Given records |
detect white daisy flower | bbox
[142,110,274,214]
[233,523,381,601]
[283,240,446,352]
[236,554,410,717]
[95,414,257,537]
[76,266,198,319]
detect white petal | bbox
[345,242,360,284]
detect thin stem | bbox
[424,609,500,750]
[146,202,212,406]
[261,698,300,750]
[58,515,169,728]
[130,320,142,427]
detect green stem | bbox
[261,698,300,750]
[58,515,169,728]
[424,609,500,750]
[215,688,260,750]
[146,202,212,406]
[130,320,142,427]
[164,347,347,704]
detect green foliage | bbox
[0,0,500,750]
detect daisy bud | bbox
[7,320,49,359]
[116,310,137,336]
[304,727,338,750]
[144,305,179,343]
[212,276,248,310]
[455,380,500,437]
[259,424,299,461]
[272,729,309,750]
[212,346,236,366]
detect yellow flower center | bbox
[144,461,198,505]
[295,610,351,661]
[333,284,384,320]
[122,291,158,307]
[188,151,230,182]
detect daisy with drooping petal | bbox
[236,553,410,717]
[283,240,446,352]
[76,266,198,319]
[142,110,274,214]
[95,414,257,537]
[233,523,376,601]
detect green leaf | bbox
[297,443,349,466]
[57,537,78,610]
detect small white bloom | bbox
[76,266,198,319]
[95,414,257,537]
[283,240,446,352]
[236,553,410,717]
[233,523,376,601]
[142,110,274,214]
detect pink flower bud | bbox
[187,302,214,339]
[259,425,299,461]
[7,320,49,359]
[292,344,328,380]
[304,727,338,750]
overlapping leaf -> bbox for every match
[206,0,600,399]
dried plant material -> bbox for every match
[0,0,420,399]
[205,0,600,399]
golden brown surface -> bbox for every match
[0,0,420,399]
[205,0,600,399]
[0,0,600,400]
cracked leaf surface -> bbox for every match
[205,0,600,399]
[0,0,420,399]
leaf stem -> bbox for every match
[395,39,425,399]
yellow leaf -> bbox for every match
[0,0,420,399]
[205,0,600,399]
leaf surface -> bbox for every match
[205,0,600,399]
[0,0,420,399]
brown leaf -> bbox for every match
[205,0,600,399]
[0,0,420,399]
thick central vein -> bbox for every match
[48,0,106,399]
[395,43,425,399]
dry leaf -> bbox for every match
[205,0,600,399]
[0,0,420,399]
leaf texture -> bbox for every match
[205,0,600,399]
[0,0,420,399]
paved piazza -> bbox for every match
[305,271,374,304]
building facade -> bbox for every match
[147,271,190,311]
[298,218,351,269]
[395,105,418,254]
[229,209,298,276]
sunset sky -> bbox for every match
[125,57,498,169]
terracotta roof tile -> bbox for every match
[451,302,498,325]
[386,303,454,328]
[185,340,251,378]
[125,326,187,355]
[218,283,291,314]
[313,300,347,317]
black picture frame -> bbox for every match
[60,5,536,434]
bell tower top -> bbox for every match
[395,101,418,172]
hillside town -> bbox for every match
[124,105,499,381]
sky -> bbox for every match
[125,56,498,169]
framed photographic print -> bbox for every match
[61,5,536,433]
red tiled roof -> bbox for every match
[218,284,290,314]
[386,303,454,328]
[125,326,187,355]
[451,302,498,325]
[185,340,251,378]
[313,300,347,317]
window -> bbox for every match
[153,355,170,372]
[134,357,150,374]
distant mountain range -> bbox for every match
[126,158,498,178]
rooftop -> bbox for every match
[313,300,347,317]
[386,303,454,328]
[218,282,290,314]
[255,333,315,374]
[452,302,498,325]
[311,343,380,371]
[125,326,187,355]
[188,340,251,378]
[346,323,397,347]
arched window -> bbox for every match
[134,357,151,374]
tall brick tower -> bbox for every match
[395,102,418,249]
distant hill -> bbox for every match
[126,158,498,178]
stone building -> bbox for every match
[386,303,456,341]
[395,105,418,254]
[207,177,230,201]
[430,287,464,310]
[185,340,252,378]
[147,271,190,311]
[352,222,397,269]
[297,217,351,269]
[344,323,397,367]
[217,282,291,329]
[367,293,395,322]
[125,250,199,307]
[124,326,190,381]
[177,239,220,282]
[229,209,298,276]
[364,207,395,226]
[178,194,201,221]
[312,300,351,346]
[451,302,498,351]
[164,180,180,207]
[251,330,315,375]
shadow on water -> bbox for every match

Required work |
Reproduce everything from the line containing "detect white petal | bbox" down to the line containing "[57,537,78,610]" in the items above, with both of those lines included. Keep each request line unchanged and shift every bounding box coordinate up by 20.

Solution to this task |
detect white petal | bbox
[365,262,380,304]
detect thin stem | bbox
[444,629,520,770]
[166,222,232,426]
[281,718,320,770]
[78,535,189,748]
[150,340,162,447]
detect green stem | bbox
[281,718,320,770]
[78,535,189,748]
[444,629,520,770]
[235,708,280,770]
[166,222,232,426]
[150,340,162,447]
[184,367,367,724]
detect green foliage | bbox
[20,20,520,770]
detect daisy bud | bbox
[27,340,69,379]
[136,330,157,356]
[324,747,358,770]
[164,325,199,363]
[232,296,268,330]
[475,400,520,457]
[279,444,319,481]
[292,749,329,770]
[232,366,256,386]
detect yellow flower center | bbox
[164,481,218,525]
[315,630,371,681]
[353,304,404,340]
[142,311,178,327]
[208,171,250,202]
detect daisy with drooping petal | bbox
[256,573,430,737]
[303,260,466,372]
[96,286,218,339]
[162,130,294,234]
[115,434,277,557]
[253,543,396,621]
detect green leaf | bbox
[317,463,369,486]
[77,557,98,630]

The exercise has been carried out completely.